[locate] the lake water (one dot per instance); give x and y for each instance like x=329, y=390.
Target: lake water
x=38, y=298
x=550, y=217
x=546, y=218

#####

Please reproduce all of the entries above exactly as they appear.

[locate] the lake water (one dot per instance); give x and y for each instance like x=329, y=390.
Target: lake water
x=38, y=298
x=550, y=217
x=546, y=218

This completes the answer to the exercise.